> Task goal: From the first line of the records below through the line containing "[trace] every instance of the <item>wood", copy everything exactly and nothing more.

━━━ Source material

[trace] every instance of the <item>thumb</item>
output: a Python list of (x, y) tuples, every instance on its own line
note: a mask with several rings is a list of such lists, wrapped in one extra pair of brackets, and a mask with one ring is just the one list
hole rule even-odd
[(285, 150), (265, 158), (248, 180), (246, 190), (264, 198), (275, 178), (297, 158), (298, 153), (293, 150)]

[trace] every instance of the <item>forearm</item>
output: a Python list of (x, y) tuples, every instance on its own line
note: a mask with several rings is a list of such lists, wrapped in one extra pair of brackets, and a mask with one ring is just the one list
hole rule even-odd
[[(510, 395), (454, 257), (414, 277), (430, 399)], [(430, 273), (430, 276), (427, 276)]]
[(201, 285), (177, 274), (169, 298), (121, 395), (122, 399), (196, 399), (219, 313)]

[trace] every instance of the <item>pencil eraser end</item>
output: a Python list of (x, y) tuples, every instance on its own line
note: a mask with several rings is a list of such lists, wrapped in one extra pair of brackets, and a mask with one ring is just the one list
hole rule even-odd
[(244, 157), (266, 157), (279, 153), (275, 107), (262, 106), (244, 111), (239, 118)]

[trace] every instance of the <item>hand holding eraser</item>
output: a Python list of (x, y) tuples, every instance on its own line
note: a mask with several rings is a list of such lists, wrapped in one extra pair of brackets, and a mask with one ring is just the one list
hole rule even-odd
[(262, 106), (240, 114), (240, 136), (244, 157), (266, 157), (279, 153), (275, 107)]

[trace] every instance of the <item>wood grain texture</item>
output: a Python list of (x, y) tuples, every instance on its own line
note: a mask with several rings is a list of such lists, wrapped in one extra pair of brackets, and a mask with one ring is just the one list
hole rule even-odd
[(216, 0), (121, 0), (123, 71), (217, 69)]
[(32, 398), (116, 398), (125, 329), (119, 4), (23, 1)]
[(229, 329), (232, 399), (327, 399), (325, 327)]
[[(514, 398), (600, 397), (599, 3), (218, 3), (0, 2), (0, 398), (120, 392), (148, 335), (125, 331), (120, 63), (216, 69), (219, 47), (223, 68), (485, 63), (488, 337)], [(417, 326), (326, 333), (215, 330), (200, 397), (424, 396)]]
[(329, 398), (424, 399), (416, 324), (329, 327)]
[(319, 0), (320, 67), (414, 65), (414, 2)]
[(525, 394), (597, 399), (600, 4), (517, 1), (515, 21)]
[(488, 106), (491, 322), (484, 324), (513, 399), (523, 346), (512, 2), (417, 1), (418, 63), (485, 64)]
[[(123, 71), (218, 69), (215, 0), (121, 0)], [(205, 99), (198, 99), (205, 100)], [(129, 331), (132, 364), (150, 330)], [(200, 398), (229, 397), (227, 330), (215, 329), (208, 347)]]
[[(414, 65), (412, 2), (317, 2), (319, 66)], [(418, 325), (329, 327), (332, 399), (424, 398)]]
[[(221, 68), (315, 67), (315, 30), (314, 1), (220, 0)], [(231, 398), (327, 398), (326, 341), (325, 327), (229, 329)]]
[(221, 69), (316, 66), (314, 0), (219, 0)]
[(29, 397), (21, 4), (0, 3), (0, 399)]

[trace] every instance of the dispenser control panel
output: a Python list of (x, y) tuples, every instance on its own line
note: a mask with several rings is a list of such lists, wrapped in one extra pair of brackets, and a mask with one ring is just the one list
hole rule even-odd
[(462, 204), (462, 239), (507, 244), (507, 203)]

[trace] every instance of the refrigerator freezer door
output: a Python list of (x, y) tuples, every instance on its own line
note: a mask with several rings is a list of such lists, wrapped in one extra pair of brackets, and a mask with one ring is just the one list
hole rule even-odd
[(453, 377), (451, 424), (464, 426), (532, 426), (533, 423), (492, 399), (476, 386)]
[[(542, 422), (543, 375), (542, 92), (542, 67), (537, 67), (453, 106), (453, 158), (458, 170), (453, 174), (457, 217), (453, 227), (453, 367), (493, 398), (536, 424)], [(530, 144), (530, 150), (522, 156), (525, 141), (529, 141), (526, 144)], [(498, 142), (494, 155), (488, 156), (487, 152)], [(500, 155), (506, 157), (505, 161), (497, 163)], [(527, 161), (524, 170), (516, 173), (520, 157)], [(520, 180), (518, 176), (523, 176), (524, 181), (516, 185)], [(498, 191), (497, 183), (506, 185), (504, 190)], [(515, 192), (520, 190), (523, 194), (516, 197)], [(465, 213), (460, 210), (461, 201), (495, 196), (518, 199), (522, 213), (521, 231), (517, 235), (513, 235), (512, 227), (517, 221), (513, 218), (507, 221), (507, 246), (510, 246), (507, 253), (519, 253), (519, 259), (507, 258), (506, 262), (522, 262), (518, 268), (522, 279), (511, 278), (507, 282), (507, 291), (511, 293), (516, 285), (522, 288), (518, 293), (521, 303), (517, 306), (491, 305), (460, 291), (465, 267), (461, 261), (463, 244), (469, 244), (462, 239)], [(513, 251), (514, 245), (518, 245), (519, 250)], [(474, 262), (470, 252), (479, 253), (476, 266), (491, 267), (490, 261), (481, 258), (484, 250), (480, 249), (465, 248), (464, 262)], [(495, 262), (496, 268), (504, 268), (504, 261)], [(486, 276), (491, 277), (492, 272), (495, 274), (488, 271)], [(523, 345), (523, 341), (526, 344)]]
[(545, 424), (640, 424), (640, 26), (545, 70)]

━━━━━━

> Exercise output:
[trace] every instance of the <item>thumb</item>
output: a Python list of (x, y) tuples, every instance on its own line
note: a mask with several rings is a list of such lists, wrapped in one extra pair of brackets, and a mask with one ring is just the one list
hole rule even-odd
[(285, 150), (265, 158), (248, 180), (246, 190), (264, 198), (275, 178), (297, 158), (298, 153), (293, 150)]

[trace] every instance of the <item>forearm</item>
output: a Python list of (x, y) tuples, every instance on its own line
note: a mask with several rings is a list of such lists, wrapped in one extra pair of brackets, and a mask with one ring is just the one list
hole rule even-odd
[[(510, 395), (454, 257), (414, 277), (430, 399)], [(430, 273), (430, 276), (427, 276)]]
[(201, 285), (177, 274), (169, 298), (121, 395), (122, 399), (196, 399), (219, 313)]

[trace] every instance of the <item>pencil eraser end</item>
output: a Python list of (x, y) tuples, every instance on its own line
note: a mask with several rings is a list of such lists, wrapped in one extra pair of brackets, and a mask with one ring is just the one list
hole rule even-odd
[(244, 157), (266, 157), (279, 153), (275, 107), (262, 106), (244, 111), (239, 118)]

[trace] every instance of the <item>hand holding eraser</item>
output: a Python list of (x, y) tuples, every instance on its own line
note: a mask with several rings is a list of such lists, wrapped in one extra pair of brackets, and a mask with one ring is just the one list
hole rule even-odd
[(262, 106), (240, 114), (240, 136), (244, 157), (266, 157), (279, 153), (275, 107)]

[trace] every instance of the <item>wood grain texture</item>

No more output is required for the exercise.